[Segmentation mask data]
....

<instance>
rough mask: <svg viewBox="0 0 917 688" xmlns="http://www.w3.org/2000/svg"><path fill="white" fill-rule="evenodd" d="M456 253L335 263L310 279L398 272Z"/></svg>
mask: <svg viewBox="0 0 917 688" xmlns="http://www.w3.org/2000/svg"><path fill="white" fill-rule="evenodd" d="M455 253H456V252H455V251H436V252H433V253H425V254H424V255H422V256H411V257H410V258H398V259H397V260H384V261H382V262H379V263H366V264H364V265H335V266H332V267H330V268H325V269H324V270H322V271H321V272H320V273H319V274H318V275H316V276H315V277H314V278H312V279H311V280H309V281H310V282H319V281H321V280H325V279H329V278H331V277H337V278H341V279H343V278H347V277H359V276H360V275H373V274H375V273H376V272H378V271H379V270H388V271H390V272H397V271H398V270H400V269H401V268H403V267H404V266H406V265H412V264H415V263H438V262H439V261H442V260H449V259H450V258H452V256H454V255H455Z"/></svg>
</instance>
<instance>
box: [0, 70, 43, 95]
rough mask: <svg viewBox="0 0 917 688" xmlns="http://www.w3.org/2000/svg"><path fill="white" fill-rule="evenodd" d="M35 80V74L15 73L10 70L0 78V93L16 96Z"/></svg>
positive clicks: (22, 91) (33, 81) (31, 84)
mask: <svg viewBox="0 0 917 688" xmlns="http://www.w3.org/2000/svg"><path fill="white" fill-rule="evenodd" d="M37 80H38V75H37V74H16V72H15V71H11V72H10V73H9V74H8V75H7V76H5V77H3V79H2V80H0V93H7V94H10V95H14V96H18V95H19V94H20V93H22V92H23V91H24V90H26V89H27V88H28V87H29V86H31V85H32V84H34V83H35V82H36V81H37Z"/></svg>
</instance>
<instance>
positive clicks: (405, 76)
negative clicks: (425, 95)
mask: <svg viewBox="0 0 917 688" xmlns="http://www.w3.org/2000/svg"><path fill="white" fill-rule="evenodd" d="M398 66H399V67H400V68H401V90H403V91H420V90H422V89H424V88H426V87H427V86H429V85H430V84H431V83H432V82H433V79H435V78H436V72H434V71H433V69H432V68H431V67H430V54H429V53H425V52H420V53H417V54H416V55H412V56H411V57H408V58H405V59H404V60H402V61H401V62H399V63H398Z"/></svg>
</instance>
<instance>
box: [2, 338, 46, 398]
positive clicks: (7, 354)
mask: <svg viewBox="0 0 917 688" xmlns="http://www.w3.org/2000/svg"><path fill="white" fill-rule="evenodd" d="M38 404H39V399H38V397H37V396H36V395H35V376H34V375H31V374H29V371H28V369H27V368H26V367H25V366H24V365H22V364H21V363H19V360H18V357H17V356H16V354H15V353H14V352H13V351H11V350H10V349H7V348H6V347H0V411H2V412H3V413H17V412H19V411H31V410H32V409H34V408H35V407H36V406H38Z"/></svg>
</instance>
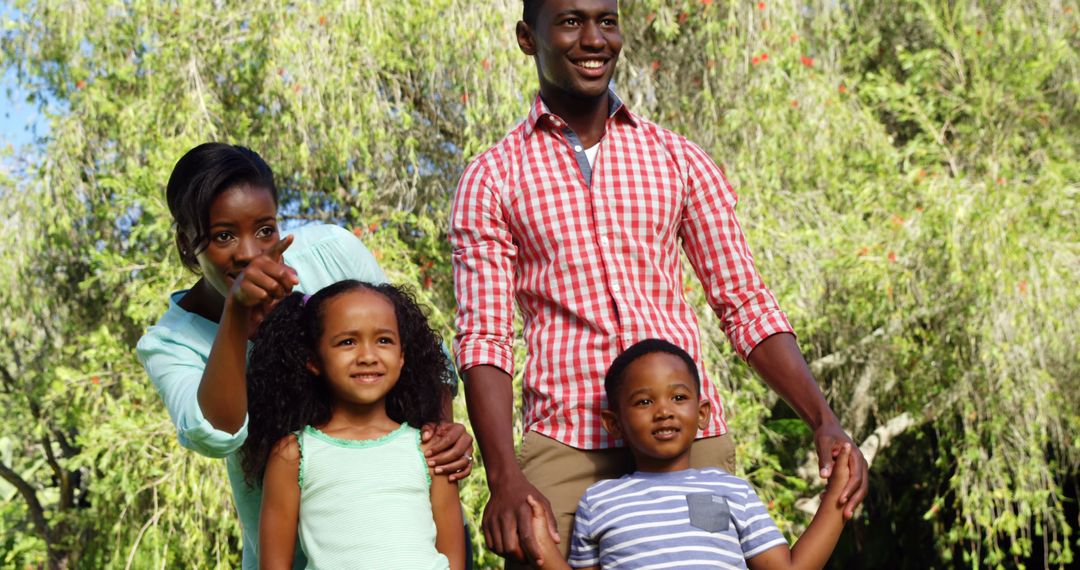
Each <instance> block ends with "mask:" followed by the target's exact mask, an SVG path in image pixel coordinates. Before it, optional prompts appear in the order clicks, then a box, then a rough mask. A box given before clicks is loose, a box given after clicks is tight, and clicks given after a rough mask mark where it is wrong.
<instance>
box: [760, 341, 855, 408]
mask: <svg viewBox="0 0 1080 570" xmlns="http://www.w3.org/2000/svg"><path fill="white" fill-rule="evenodd" d="M746 361H747V362H748V363H750V365H751V367H753V368H754V370H756V371H757V374H759V375H760V376H761V378H762V379H764V380H765V382H766V383H767V384H769V388H771V389H772V390H773V391H774V392H775V393H777V394H780V397H782V398H784V401H785V402H787V405H789V406H791V407H792V408H793V409H794V410H795V412H796V413H798V415H799V417H800V418H802V420H804V421H806V422H807V423H808V424H809V425H810V428H811V429H818V428H819V426H821V425H823V424H825V423H829V422H837V421H838V420H837V419H836V415H835V413H833V409H832V408H829V407H828V403H827V402H825V396H824V395H822V393H821V389H820V388H819V386H818V382H816V381H814V379H813V375H811V374H810V367H809V366H807V361H806V358H805V357H802V353H801V352H800V351H799V345H798V344H797V343H796V342H795V336H794V335H791V334H787V333H782V334H779V335H773V336H771V337H769V338H767V339H765V340H762V341H761V342H760V343H759V344H758V345H757V347H755V348H754V350H753V351H752V352H751V353H750V357H748V358H747V359H746Z"/></svg>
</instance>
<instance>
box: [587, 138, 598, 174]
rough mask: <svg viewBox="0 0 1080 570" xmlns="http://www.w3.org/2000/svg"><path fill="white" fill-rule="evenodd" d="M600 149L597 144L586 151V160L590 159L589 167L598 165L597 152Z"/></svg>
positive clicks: (590, 147)
mask: <svg viewBox="0 0 1080 570" xmlns="http://www.w3.org/2000/svg"><path fill="white" fill-rule="evenodd" d="M599 149H600V144H599V142H597V144H595V145H593V146H591V147H589V148H586V149H585V158H586V159H589V167H590V168H592V167H593V166H595V165H596V151H597V150H599Z"/></svg>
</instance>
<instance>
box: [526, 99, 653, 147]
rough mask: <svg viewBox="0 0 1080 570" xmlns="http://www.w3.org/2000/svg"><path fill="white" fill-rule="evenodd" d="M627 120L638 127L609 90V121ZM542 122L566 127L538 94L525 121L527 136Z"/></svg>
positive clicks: (623, 104) (630, 113)
mask: <svg viewBox="0 0 1080 570" xmlns="http://www.w3.org/2000/svg"><path fill="white" fill-rule="evenodd" d="M617 116H618V117H620V118H622V119H625V120H626V121H627V122H629V123H630V124H631V126H637V119H636V118H635V117H634V114H633V113H632V112H630V109H627V108H626V105H625V104H623V103H622V99H621V98H619V95H616V93H615V91H612V90H608V119H615V118H616V117H617ZM540 121H548V122H549V123H550V124H551V126H554V127H565V126H566V121H564V120H563V119H562V118H561V117H558V116H557V114H555V113H553V112H551V110H550V109H548V104H545V103H544V101H543V97H541V96H540V94H539V93H537V97H536V99H535V100H534V101H532V109H530V110H529V117H528V119H526V120H525V136H526V137H528V136H529V135H531V134H532V132H534V131H536V128H537V126H538V125H539V124H540Z"/></svg>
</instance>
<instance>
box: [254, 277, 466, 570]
mask: <svg viewBox="0 0 1080 570" xmlns="http://www.w3.org/2000/svg"><path fill="white" fill-rule="evenodd" d="M251 359H252V365H251V369H249V371H248V376H247V392H248V418H249V419H248V422H249V423H248V435H247V440H246V442H245V443H244V446H243V447H242V448H241V465H242V467H243V471H244V476H245V477H246V479H247V480H248V483H252V484H254V483H256V481H258V480H261V481H262V511H261V515H260V519H259V565H260V567H261V568H291V565H292V562H293V557H294V548H295V544H296V539H297V533H299V545H300V547H301V548H302V549H303V553H305V555H307V557H308V565H309V566H308V568H417V569H446V568H453V569H460V568H463V567H464V537H463V528H462V520H461V511H460V506H459V503H458V491H457V484H456V483H451V481H450V480H449V479H448V478H447V477H446V476H444V475H433V474H432V473H430V471H429V467H428V464H427V462H426V459H424V456H423V451H422V449H421V445H420V433H419V431H418V430H417V428H416V426H419V425H422V424H423V423H426V422H431V421H435V420H437V419H438V417H440V410H441V409H442V407H443V405H444V403H445V402H446V399H447V398H448V397H449V391H448V386H447V383H446V378H445V376H446V375H447V374H448V371H447V366H446V364H447V363H446V356H445V354H444V353H443V351H442V350H441V344H440V342H438V338H437V337H436V335H435V333H434V331H432V329H431V327H430V326H429V325H428V321H427V318H426V317H424V316H423V313H422V312H421V311H420V309H419V307H417V304H416V302H415V301H414V300H413V298H411V297H410V296H409V295H408V294H407V293H405V291H404V290H402V289H400V288H397V287H395V286H393V285H372V284H368V283H364V282H359V281H343V282H340V283H337V284H334V285H330V286H328V287H326V288H324V289H322V290H320V291H319V293H316V294H315V295H313V296H311V297H305V296H301V295H299V294H294V295H291V296H289V297H287V298H285V299H284V300H283V301H282V302H281V303H280V304H279V306H278V307H276V308H275V309H274V310H273V311H272V312H271V313H270V315H269V316H268V317H267V320H266V321H265V322H264V323H262V325H261V326H260V327H259V331H258V334H257V335H256V337H255V339H254V345H253V349H252V358H251Z"/></svg>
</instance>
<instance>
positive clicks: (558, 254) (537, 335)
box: [450, 0, 867, 560]
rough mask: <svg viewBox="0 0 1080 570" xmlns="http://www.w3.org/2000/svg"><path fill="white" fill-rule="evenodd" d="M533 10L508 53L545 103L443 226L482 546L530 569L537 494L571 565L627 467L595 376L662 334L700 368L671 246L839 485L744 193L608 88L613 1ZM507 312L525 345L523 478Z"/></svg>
mask: <svg viewBox="0 0 1080 570" xmlns="http://www.w3.org/2000/svg"><path fill="white" fill-rule="evenodd" d="M524 3H525V6H524V16H523V21H522V22H518V23H517V30H516V31H517V43H518V45H519V48H521V50H522V51H523V52H524V53H525V54H526V55H530V56H532V57H534V59H535V62H536V65H537V72H538V76H539V80H540V94H539V96H538V97H537V99H536V101H535V103H534V106H532V109H531V111H530V112H529V116H528V118H527V119H526V120H525V121H524V122H523V123H522V124H519V125H518V126H517V127H515V128H514V130H513V131H512V132H511V133H510V134H509V135H507V137H505V138H503V139H502V140H501V141H500V142H499V144H498V145H496V146H495V147H492V148H490V149H488V150H487V151H486V152H484V153H483V154H481V155H480V157H478V158H476V159H475V160H474V161H473V162H472V163H471V164H470V165H469V166H468V167H467V168H465V172H464V174H463V175H462V177H461V181H460V184H459V187H458V191H457V193H456V194H455V200H454V211H453V213H451V216H450V218H451V219H450V241H451V242H453V245H454V281H455V289H456V294H457V298H458V315H457V325H458V330H459V333H458V337H457V353H458V361H459V366H460V369H462V370H464V377H465V397H467V402H468V405H469V416H470V418H471V420H472V423H473V428H474V430H475V432H476V438H477V440H478V443H480V447H481V452H482V453H483V457H484V464H485V469H486V470H487V476H488V486H489V487H490V491H491V497H490V500H489V502H488V504H487V507H486V508H485V512H484V521H483V529H484V535H485V540H486V541H487V545H488V547H489V548H491V549H492V551H495V552H496V553H498V554H500V555H503V556H507V557H510V558H512V559H516V560H523V559H524V558H525V556H526V555H529V556H531V557H536V556H538V555H539V553H540V547H539V544H538V543H537V541H536V538H535V537H532V535H531V530H530V525H529V520H530V508H529V506H528V504H527V503H526V500H525V499H526V497H527V496H529V494H531V496H534V497H544V498H545V500H544V501H541V503H542V504H543V506H544V508H545V510H546V511H548V516H549V519H550V525H551V526H552V529H551V532H552V534H553V535H557V537H558V538H559V540H561V546H562V548H563V551H564V552H563V554H564V555H565V554H566V548H567V545H568V540H567V537H568V535H569V532H570V529H571V526H572V521H573V513H575V510H576V506H577V502H578V499H579V498H580V496H581V493H582V492H583V491H584V489H585V488H586V487H589V485H591V484H592V483H594V481H595V480H598V479H602V478H610V477H617V476H619V475H622V474H623V473H624V472H626V470H629V469H630V466H631V465H629V464H627V456H626V453H625V452H624V451H622V450H616V449H611V448H613V447H615V445H616V444H617V442H616V440H615V439H612V438H611V437H610V436H608V435H607V434H606V433H605V432H604V430H603V428H602V420H600V409H602V408H603V407H604V404H605V402H604V386H603V378H604V372H605V370H606V369H607V367H608V365H609V364H610V363H611V361H613V359H615V357H616V356H618V355H619V353H621V352H622V351H623V350H624V349H626V348H627V347H630V345H632V344H634V343H635V342H637V341H639V340H642V339H645V338H662V339H665V340H669V341H671V342H674V343H675V344H677V345H679V347H681V348H683V349H684V350H686V351H687V352H689V353H690V354H691V355H692V356H693V358H694V361H696V362H698V363H699V366H701V348H700V331H699V329H698V324H697V317H696V315H694V314H693V311H692V310H691V308H690V307H689V304H688V303H687V302H686V300H685V299H684V297H683V280H681V271H680V264H679V256H678V245H679V244H678V242H679V241H681V245H683V248H684V250H685V252H686V254H687V257H688V258H689V259H690V262H691V264H692V266H693V268H694V272H696V273H697V274H698V277H699V279H700V280H701V281H702V283H703V285H704V287H705V293H706V296H707V298H708V302H710V304H711V306H712V308H713V309H714V310H715V311H716V313H717V315H718V316H719V317H720V321H721V322H723V323H724V327H725V331H726V334H727V336H728V337H729V339H730V340H731V342H732V344H733V345H734V348H735V350H737V351H738V352H739V354H740V355H742V356H743V357H744V358H746V359H747V362H748V363H750V364H751V366H752V367H753V368H754V369H755V370H757V372H758V374H760V375H761V377H762V378H764V379H765V380H766V382H767V383H768V384H769V385H770V386H771V388H772V389H773V390H775V391H777V393H779V394H780V395H781V396H782V397H784V399H785V401H787V402H788V403H789V404H791V405H792V407H793V408H794V409H795V410H796V411H797V412H798V413H799V416H800V417H801V418H802V419H804V420H805V421H806V422H807V423H808V424H809V425H810V428H811V429H812V430H813V433H814V444H815V446H816V449H818V454H819V462H820V464H821V467H822V476H824V477H827V476H829V474H831V473H832V462H833V458H834V457H835V456H836V454H838V453H839V449H840V448H841V447H842V445H843V444H845V443H851V439H850V437H849V436H848V435H847V434H845V433H843V430H842V429H841V428H840V424H839V421H838V420H837V418H836V416H835V415H834V413H833V411H832V409H829V407H828V405H827V403H826V402H825V398H824V397H823V396H822V394H821V391H820V390H819V388H818V385H816V383H815V382H814V380H813V378H812V377H811V375H810V370H809V368H808V367H807V365H806V361H805V359H804V357H802V355H801V353H800V352H799V350H798V347H797V344H796V343H795V337H794V335H793V334H792V328H791V325H789V324H788V323H787V318H786V317H785V316H784V314H783V312H781V311H780V309H779V307H778V306H777V302H775V299H774V298H773V296H772V294H771V293H770V291H769V290H768V289H767V288H766V287H765V285H764V283H762V282H761V280H760V277H759V276H758V274H757V270H756V269H755V268H754V263H753V259H752V258H751V255H750V250H748V248H747V246H746V243H745V241H744V239H743V235H742V230H741V229H740V227H739V223H738V221H737V219H735V217H734V205H735V200H737V199H735V195H734V192H733V191H732V189H731V187H730V186H729V185H728V182H727V180H726V179H725V177H724V175H723V173H721V172H720V171H719V168H718V167H717V166H716V164H715V163H713V161H712V159H710V158H708V155H707V154H706V153H705V152H704V151H703V150H701V149H700V148H699V147H697V146H696V145H693V144H691V142H689V141H687V140H686V139H685V138H683V137H680V136H678V135H675V134H673V133H671V132H669V131H665V130H663V128H661V127H659V126H657V125H654V124H652V123H650V122H648V121H646V120H644V119H642V118H638V117H636V116H634V114H633V113H632V112H630V110H629V109H626V107H625V106H624V105H622V103H621V101H620V100H619V98H618V97H617V96H616V95H615V94H613V93H612V92H611V91H609V84H610V80H611V76H612V73H613V72H615V66H616V63H617V62H618V58H619V53H620V51H621V49H622V37H621V35H620V30H619V13H618V11H619V6H618V2H617V0H525V2H524ZM512 299H516V301H517V306H518V307H519V309H521V311H522V313H523V316H524V325H525V329H524V336H525V341H526V349H527V357H526V363H525V375H524V401H525V402H524V404H525V406H524V407H525V417H524V420H525V432H526V435H525V438H524V440H523V443H522V450H521V465H519V464H518V462H517V461H516V460H515V456H514V442H513V435H512V433H513V431H512V421H513V415H512V408H513V391H512V382H511V375H512V374H513V350H512V344H513V301H512ZM701 371H702V372H704V370H703V367H702V369H701ZM702 390H703V397H704V398H706V399H707V401H708V402H711V404H712V409H713V410H714V411H713V412H712V415H711V417H710V419H708V422H707V426H706V428H705V429H704V430H702V432H701V433H700V439H699V440H698V442H696V443H694V445H693V453H692V454H691V460H692V462H693V466H694V467H705V466H723V467H725V469H727V470H728V471H733V469H734V465H733V463H734V461H733V460H734V451H733V446H732V444H731V442H730V437H729V436H728V435H727V424H726V422H725V420H724V412H723V409H721V407H720V402H719V394H718V392H717V389H716V386H715V385H714V384H713V383H712V382H708V381H704V382H702ZM852 449H853V450H854V451H853V452H852V459H851V462H850V464H851V479H850V481H849V484H848V485H847V486H846V487H845V489H843V491H842V498H843V500H845V501H846V502H847V505H846V515H847V516H849V517H850V516H851V514H852V511H853V510H854V507H855V505H858V504H859V502H861V501H862V499H863V497H864V496H865V493H866V485H867V478H866V462H865V460H864V459H863V457H862V454H861V453H858V447H855V446H854V445H852ZM556 526H557V531H556Z"/></svg>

....

§ **What is required**: Copy out, word for word, the material from its very first line through the line containing "253L335 263L310 279L398", with both ends included.

§ **Solution to the exercise**:
<instance>
rough mask: <svg viewBox="0 0 917 688" xmlns="http://www.w3.org/2000/svg"><path fill="white" fill-rule="evenodd" d="M456 253L335 263L310 279L398 272Z"/></svg>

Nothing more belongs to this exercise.